*Try it:*
In the text on cloud computing below, recast the paragraph that begins "So, yeah, there’s a whole new set" as a short list of the issues it names.

*Document text:*

○ ○ ○ ○

I also mentioned the size of data. Since the data is so big, maybe you don't want to incur the cost of reading in a hundred-megabyte file when you really only need the two megabytes in the middle. Cloud, much like computers have always done, can take a process that you know how to do and automate it. Then you look at it and say, "Well, why are we doing it like that? Rather than reproducing in the cloud the way we do things on premises, why don't we rethink the process? We could do things the old way, but there are a bunch of new ways of doing things possible on the cloud. Let’s look at the intent and figure out the best way to get that thing done using the cloud." You can achieve the same result done completely differently.
That process rethinking requires rethinking tool sets and mental approaches to problems, which takes time, and it takes this collaboration between the molecular and computational biologists, between the clinical people, between the IT types and the data scientists, to say, "Well, maybe it is that two megabytes in the middle you need, but you need this other megabyte over here because that's where the quality data is, and you need all of those. So, let's devise some very efficient algorithms to get that kind of information out and, therefore, save you research funding." Now you've got something that's a very different kind of thing that requires an interdisciplinary approach.
That points to another challenge beyond cost is the fact that you need so many different skillsets together to tackle these problems. Finding those under one roof is one of the reasons that the Broad exists: to put all those skillsets together. Even then, we still are reaching out constantly, trying to find who's got the best stuff inside and outside the Broad, and how do we take advantage of that to move things forward because we're not doing this out of academic interest. We're doing this to improve human health.
I think, personally, one the great strengths that the Broad has is so many of our researchers are MD/PhDs, or have labs directly in teaching hospitals, so they often have patients directly in mind. They can picture them in their mind's eye as they do research. They know they're going to be with them in the next number of weeks. Research is an urgent, personal thing. Psychological studies have been done that show that if you have a coupon that is exchangeable for another coupon that's worth $2, you don't value that second-level coupon that much, but you do value the $2 one. If you can remove those indirection pointers, in computer science speak, then it means more to you, and you've got greater urgency around any specific Research project. That's something that's great about the Broad is that we know we've got patients in beds, we can practically picture them. With such large teams, that personalization, that social thing, becomes that much harder.
So, yeah, there’s a whole new set of issues cloud presents. How to deal with large-scale data is an issue. Cost is an issue. The social component is an issue. Rethinking the tooling for the cloud is an issue. Collaborating at scale is an issue.

○ ○ ○ ○

*Entries shown:*
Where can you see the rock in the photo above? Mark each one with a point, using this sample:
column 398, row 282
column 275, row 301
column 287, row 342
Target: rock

○ ○ ○ ○

*Exercise output:*
New issues the cloud presents:
- Dealing with large-scale data
- Cost
- The social component
- Rethinking the tooling for the cloud
- Collaborating at scale